Texte du document:
⟨

Il est a priori inutile de justi­fier le désir d’al­ler apprendre et voir l’Egypte. Il serait vain aussi de cher­cher à défi­nir la richesse d’un espace qui impose sa logique à quiconque rencontre la repré­sen­ta­tion, même frag­men­taire, d’un de ses monu­ments. Les dessins manié­rés des voya­geurs du XIXe siècle ou la quadri­chro­mie d’une pauvre carte postale ont sur chacun de nous le même effet: l’Egypte dépose dans notre imagi­naire quelques-unes de ses pierres, laisse la trace de ses formes, ouvre une nouvelle profon­deur, spiri­tuelle, à notre appré­cia­tion de l’es­pace.

L’Égypte est un tropisme si fort qu’il faudrait réflé­chir plutôt aux raisons que nous nous donnons de retar­der toujours le rendez-vous que nous nous sommes accordé avec elle un jour de notre enfance. Cathe­rine Viol­let a tué cette attente et a gagné le temps, sept mois d’un séjour à Louq­sor, pour poser son regard sur ces lieux de pres­tige. Pour un artiste l’enjeu est de taille puisqu’en ces lieux, il s’aban­donne à la force d’une culture avec laquelle il ne peut songer à jouer vrai­ment. Ce face-à-face perdu d’avance explique peut-être la discré­tion des maîtres devant l’art égyp­tien. Le peintre orien­ta­liste est toujours peu ou prou un peintre perdu, tombé dans un abîme, dans un terri­toire trop large pour qu’un regard puisse l’or­ga­ni­ser et, pour un jeune peintre, les bas-fonds de New York semblent plus sûrs que la Vallée des Rois.

Il convient donc de penser le para­doxe et la logique qui coha­bitent dans cet élan qu’a eu un jeune artiste, femme, venant de conqué­rir une place enviable sur la scène de l’art contem­po­rain, qui un jour d’au­tomne et de FIAC s’en est allée et nous a adressé ironique­ment ses premières cartes postales.

⟩

Tâche brève 1: Recopiez à l'identique le passage du texte sur l'Égypte qui commence aux mots « L’Égypte est un » et s'achève après les mots « Vallée des Rois. ».
Les enregistrements qui suivent le texte sont sans aucun rapport avec lui.

Données de l'exercice:
⟨

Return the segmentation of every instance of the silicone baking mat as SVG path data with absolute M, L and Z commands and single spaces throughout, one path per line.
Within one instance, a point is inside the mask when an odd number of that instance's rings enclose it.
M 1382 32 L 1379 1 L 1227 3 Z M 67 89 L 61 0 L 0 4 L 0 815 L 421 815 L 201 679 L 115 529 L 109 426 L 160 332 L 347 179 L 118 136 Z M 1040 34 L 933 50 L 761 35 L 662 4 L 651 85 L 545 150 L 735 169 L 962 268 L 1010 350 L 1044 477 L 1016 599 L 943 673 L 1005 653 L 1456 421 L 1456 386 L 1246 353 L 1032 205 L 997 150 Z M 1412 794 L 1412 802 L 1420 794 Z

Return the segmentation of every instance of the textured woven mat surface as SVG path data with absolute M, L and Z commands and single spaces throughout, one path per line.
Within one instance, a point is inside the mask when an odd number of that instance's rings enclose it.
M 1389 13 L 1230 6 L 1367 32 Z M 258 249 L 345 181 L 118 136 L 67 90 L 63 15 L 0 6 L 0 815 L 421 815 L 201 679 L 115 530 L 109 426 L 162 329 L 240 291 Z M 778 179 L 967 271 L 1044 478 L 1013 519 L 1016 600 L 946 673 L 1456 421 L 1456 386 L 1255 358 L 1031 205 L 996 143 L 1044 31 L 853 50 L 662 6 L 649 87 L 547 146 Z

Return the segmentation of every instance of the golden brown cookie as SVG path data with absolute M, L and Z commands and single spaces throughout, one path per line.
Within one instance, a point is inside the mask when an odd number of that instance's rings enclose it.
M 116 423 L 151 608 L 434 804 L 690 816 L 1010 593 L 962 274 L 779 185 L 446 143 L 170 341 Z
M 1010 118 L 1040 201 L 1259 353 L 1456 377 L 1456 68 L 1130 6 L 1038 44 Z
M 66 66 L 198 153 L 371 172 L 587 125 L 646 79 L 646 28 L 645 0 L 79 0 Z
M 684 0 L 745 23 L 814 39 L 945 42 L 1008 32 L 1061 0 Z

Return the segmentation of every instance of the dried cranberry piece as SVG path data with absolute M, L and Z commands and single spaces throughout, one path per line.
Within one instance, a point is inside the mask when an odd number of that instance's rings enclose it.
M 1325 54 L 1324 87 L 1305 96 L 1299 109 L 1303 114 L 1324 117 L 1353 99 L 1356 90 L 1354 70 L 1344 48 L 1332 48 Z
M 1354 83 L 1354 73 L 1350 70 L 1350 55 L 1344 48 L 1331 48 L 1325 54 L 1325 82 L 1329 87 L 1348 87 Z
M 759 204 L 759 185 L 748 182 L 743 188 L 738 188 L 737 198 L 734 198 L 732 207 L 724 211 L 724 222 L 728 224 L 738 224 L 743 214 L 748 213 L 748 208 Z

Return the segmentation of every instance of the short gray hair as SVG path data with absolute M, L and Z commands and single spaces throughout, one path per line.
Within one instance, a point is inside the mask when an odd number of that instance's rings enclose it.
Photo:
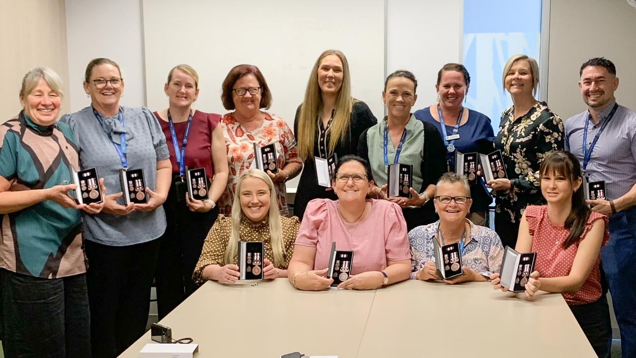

⟩

Tâche brève 2: Transcrivez telles quelles les lignes des enregistrements, depuis celle qui contient « Return the segmentation of every instance of the golden » jusqu'à la fin des enregistrements, en omettant les images.

Réponse attendue 1:
L’Égypte est un tropisme si fort qu’il faudrait réflé­chir plutôt aux raisons que nous nous donnons de retar­der toujours le rendez-vous que nous nous sommes accordé avec elle un jour de notre enfance. Cathe­rine Viol­let a tué cette attente et a gagné le temps, sept mois d’un séjour à Louq­sor, pour poser son regard sur ces lieux de pres­tige. Pour un artiste l’enjeu est de taille puisqu’en ces lieux, il s’aban­donne à la force d’une culture avec laquelle il ne peut songer à jouer vrai­ment. Ce face-à-face perdu d’avance explique peut-être la discré­tion des maîtres devant l’art égyp­tien. Le peintre orien­ta­liste est toujours peu ou prou un peintre perdu, tombé dans un abîme, dans un terri­toire trop large pour qu’un regard puisse l’or­ga­ni­ser et, pour un jeune peintre, les bas-fonds de New York semblent plus sûrs que la Vallée des Rois.

Réponse attendue 2:
Return the segmentation of every instance of the golden brown cookie as SVG path data with absolute M, L and Z commands and single spaces throughout, one path per line.
Within one instance, a point is inside the mask when an odd number of that instance's rings enclose it.
M 116 423 L 151 608 L 434 804 L 690 816 L 1010 593 L 962 274 L 779 185 L 446 143 L 170 341 Z
M 1010 118 L 1040 201 L 1259 353 L 1456 377 L 1456 68 L 1130 6 L 1038 44 Z
M 66 66 L 198 153 L 371 172 L 587 125 L 646 79 L 646 28 L 645 0 L 79 0 Z
M 684 0 L 745 23 L 814 39 L 945 42 L 1008 32 L 1061 0 Z

Return the segmentation of every instance of the dried cranberry piece as SVG path data with absolute M, L and Z commands and single spaces throughout, one path per line.
Within one instance, a point is inside the mask when an odd number of that instance's rings enclose it.
M 1325 54 L 1324 87 L 1305 96 L 1299 109 L 1303 114 L 1324 117 L 1353 99 L 1356 90 L 1354 70 L 1344 48 L 1332 48 Z
M 1354 83 L 1354 73 L 1350 70 L 1350 55 L 1344 48 L 1331 48 L 1325 54 L 1325 82 L 1329 87 L 1348 87 Z
M 759 204 L 759 185 L 748 182 L 743 188 L 738 188 L 737 198 L 734 198 L 732 207 L 724 211 L 724 222 L 728 224 L 738 224 L 743 214 L 748 213 L 748 208 Z

Return the segmentation of every instance of the short gray hair as SVG path data with absolute M, L and Z commands and single spaces throughout, one path per line.
Within one instance, a point is inside the mask when an odd number of that instance's rings enclose it.
Photo:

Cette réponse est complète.